## INSTRUCTION 1
According to the Unicode thread, what does U+0041 mean?
## INSTRUCTION 2
In the Unicode thread, copy the passage from "OTOH, it's getting" to "a strong suggestion.", renaming "BLACK SQUARE" as "DARK SQUARE".

## ARTICLE
"ASCII"

blek

ಠ_ಠ

sloosecannon

Inb4 review: "Too bad it's Unicode..."

Luhmann

@pjh
Now if we could change those to animated jif's we might have something

Arantor

@luhmann don't give the Unicode guys any more ideas because I bet in like Unicode 14, they'll be outlining characters that are animated and change rendering over time.

cvi

@arantor said in "ASCII":

@luhmann don't give the Unicode guys any more ideas because I bet in like Unicode 14, they'll be outlining characters that are animated and change rendering over time.

Eh ... at this point we probably should just embed something like postscript or SVG into unicode. It's where things are headed anyway.

JBert

@arantor Oh, that's simple, just insert a zero-width-join and between the emojis.

Arantor

@cvi except it's not. Unicode doesn't mandate a rendering, merely what the codepoints mean and can have a suggested rendering but there is no more to it than that.

U+0041 for example has a meaning. It means the capital form of the first letter of the Latin alphabet. It has a suggested form which in this particular font is rendered as 'A'. Other fonts will vary the appearance of this glyph, but they won't change its meaning. But for the standard to impose an appearance on a glyph goes beyond the remit of what Unicode is about.

cvi

@arantor You are right of course, I wasn't serious about the suggestion (and probably shouldn't have picked ps/svg, I was going for making it programmable [which is also not a suggestion to be taken seriously]. Blame lack of coffee.)

OTOH, it's getting close to imposing appearance in several places (IMO): there are some geometric shapes (e.g., U+25A0: BLACK SQUARE), which would be silly to render differently (I mean, you could make it non-square, but .... that would be missing the point). Plus there are the skin tone modifiers which I'd argue are also somewhere in between presentation meta-data and meaningful information about a glyph. Then there are characters like U+1F34E (RED APPLE), U+1F34F (GREEN APPLE); while rendering them red/green isn't a requirement, it certainly sounds like a strong suggestion.

Then again, embedding a rendering language would fix the problem with people missing their favourite glyphs...

Arantor

@cvi said in "ASCII":

I was going for making it programmable [which is also not a suggestion to be taken seriously]

But where's the fun in that?

(Data items)
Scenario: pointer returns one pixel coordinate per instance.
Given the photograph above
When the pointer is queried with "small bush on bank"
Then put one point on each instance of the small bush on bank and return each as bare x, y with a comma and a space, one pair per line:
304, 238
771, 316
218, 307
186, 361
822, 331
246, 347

* * *

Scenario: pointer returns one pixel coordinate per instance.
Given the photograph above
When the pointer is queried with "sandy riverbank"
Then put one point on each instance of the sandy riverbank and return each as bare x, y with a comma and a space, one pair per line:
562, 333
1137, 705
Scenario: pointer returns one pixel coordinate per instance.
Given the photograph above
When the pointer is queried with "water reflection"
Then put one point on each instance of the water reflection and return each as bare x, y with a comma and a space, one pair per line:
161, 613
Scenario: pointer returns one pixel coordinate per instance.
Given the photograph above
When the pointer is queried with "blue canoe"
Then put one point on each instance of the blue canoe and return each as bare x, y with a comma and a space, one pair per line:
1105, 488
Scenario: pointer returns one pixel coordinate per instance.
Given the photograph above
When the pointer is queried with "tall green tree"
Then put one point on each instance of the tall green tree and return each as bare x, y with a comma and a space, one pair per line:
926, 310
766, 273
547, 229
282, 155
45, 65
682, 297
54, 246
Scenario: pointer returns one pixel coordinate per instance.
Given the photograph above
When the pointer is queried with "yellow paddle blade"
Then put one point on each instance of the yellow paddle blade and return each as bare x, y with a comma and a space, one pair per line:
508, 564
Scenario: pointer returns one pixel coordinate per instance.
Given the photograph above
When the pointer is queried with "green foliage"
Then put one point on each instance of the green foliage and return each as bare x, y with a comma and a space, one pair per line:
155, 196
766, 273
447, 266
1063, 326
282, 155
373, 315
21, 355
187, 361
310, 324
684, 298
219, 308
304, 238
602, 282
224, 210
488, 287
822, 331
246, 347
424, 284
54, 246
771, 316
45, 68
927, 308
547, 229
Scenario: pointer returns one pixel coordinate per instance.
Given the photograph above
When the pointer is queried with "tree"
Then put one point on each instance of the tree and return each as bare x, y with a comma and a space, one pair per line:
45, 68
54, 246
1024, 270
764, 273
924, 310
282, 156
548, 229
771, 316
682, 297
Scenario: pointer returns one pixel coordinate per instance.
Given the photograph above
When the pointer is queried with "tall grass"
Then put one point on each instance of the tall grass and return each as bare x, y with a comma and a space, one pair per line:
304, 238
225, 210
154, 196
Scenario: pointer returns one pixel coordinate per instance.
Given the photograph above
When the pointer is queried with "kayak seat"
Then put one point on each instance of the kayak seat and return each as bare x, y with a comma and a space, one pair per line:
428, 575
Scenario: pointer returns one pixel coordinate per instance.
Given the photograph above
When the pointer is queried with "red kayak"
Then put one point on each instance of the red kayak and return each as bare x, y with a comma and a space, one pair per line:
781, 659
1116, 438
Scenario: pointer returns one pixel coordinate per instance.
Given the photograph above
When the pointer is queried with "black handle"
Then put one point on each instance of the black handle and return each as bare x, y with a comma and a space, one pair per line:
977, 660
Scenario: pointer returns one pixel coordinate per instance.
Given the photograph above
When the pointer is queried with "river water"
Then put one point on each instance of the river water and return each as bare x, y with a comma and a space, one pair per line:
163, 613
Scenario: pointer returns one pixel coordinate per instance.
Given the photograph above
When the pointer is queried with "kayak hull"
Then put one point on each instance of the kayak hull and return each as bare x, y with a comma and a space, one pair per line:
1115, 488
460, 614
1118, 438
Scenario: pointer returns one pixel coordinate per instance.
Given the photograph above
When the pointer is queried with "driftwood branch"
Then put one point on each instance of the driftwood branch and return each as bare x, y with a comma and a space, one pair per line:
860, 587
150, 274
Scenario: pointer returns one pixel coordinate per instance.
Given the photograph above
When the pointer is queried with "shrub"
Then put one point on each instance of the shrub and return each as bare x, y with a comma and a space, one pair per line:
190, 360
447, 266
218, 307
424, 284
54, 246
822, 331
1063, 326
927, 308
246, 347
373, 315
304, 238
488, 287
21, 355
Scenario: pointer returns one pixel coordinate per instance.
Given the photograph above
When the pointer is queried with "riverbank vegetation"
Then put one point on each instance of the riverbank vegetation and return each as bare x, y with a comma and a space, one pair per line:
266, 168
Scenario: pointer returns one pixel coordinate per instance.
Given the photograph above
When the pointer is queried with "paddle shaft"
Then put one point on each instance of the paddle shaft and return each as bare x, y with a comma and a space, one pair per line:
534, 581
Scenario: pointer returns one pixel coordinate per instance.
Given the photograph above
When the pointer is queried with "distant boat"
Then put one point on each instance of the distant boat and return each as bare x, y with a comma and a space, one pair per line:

## ANSWER 1
It means the capital form of the first letter of the Latin alphabet.

## ANSWER 2
OTOH, it's getting close to imposing appearance in several places (IMO): there are some geometric shapes (e.g., U+25A0: DARK SQUARE), which would be silly to render differently (I mean, you could make it non-square, but .... that would be missing the point). Plus there are the skin tone modifiers which I'd argue are also somewhere in between presentation meta-data and meaningful information about a glyph. Then there are characters like U+1F34E (RED APPLE), U+1F34F (GREEN APPLE); while rendering them red/green isn't a requirement, it certainly sounds like a strong suggestion.